Document text:

<<<<

Pavan Park and Cottonwood Park are in the river valley, but are separated from the rest of the system.

==Amenities==

The park system contains campgrounds, playgrounds, eating areas and several kilometres of cyclist/pedestrian trails, including part of the Coal Banks Trail system. Well-known attractions in the system include Fort Whoop-Up, Helen Schuler Nature Centre and the High Level Bridge. A golf course is adjacent to Elizabeth Hall Wetlands.

==Wildlife==

Various wildlife live in the park system, including deer, hawks, owls, rabbits, snakes, fox, coyotes, badgers, porcupines, pelicans, beavers, muskrats, ground squirrels and cranes.

==Vegetation==

Tree species native to the Old Man River valley are Populus deltoides, Populus balsamifera and Populus angustifolia. These three species interbreed, producing a very diverse forest with varying leaf shapes and branch patterns. Southern Alberta is the only area where these three specific poplar species are known to hybridize.

==History==

People began to settle in the river valley in the late 19th century, and by 1884, the population was about 250. The next year, many of the families had moved to the prairie level, with more leaving after serious floods in 1902 and 1908. The area was subdivided in 1912, and 83 families settled in the community, which was called Riverside, by the early 1950s. After a serious flood in 1953, Lethbridge City Council moved all the families out of the valley and designated it as parkland recreation.

Indian Battle Park had been created by 1960, and the Lethbridge Nature Reserve was established near Indian Battle Park in the mid-1970s. The Lethbridge Naturalists Society and Public School Board built a nature centre in 1980, which was formally opened in 1982 as the Helen Schuler Coulee Centre. This name was changed to the Helen Schuler Nature Centre in 2009.

Beginning in 1981, the City of Lethbridge purchased new parkland using funds from Urban Parks for the Future, a project run by the provincial government and funded by the Heritage Trust Fund. Such parks include: Pavan Park, Alexander Wilderness Park, Peenaquim Park, Lethbridge Nature Reserve and Elizabeth Hall
Wetlands, Indian Battle Park, Bull Trail Park, Botterill Bottom Park, and Popson Park.

>>>>

Activity:
Copy word for word the part of the river valley park text running from "The park system contains" down to "squirrels and cranes.".

Dataset excerpts:
<<<<

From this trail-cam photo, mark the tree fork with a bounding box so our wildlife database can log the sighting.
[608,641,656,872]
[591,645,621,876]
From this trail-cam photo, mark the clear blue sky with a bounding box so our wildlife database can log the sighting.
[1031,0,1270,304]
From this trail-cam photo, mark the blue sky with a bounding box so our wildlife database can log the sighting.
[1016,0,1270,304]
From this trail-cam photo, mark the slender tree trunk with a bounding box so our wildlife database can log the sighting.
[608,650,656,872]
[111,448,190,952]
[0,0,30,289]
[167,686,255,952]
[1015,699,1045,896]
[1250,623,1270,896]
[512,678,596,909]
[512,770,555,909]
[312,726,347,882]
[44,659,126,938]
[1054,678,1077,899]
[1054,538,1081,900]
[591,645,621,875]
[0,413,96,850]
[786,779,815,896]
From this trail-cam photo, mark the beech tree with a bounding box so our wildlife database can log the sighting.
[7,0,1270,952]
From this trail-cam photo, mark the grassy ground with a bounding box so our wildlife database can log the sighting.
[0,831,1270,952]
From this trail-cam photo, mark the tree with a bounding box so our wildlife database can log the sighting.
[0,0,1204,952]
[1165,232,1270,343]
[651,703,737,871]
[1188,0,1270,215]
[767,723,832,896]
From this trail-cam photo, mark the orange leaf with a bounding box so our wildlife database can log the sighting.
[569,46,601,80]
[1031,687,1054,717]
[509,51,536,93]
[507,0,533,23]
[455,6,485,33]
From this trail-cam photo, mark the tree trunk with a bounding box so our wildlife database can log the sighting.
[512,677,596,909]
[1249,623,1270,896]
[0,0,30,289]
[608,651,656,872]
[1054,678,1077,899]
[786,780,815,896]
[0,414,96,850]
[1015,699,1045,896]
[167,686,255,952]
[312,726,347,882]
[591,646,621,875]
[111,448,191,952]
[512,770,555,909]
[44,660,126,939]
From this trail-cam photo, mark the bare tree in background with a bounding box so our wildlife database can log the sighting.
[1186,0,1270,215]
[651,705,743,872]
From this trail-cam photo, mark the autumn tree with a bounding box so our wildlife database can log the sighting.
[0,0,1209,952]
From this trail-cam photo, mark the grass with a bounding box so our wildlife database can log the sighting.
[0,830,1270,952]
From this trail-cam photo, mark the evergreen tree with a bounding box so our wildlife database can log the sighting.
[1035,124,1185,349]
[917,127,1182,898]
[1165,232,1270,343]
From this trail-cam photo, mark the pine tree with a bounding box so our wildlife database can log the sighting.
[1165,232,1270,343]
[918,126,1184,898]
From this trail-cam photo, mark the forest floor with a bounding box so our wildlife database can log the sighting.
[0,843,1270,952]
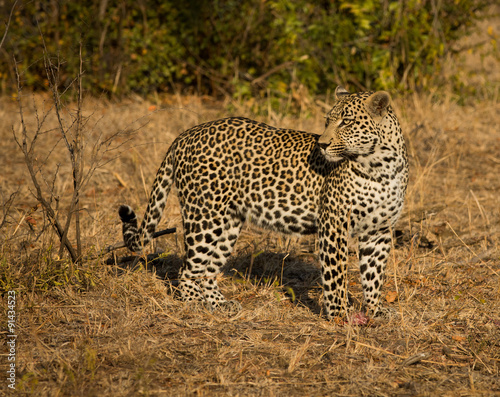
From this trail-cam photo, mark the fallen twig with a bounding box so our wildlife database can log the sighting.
[103,227,177,254]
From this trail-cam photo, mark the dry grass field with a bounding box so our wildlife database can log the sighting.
[0,23,500,396]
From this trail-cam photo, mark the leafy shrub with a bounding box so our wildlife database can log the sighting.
[0,0,495,97]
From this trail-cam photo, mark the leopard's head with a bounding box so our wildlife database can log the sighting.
[318,86,391,162]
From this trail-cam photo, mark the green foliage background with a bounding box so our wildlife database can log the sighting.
[0,0,496,97]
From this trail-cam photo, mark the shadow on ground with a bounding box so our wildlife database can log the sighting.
[106,252,321,314]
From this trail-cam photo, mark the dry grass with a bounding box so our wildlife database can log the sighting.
[0,25,500,396]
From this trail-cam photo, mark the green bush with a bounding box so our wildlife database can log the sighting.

>>>>

Output for this task:
The park system contains campgrounds, playgrounds, eating areas and several kilometres of cyclist/pedestrian trails, including part of the Coal Banks Trail system. Well-known attractions in the system include Fort Whoop-Up, Helen Schuler Nature Centre and the High Level Bridge. A golf course is adjacent to Elizabeth Hall Wetlands.

==Wildlife==

Various wildlife live in the park system, including deer, hawks, owls, rabbits, snakes, fox, coyotes, badgers, porcupines, pelicans, beavers, muskrats, ground squirrels and cranes.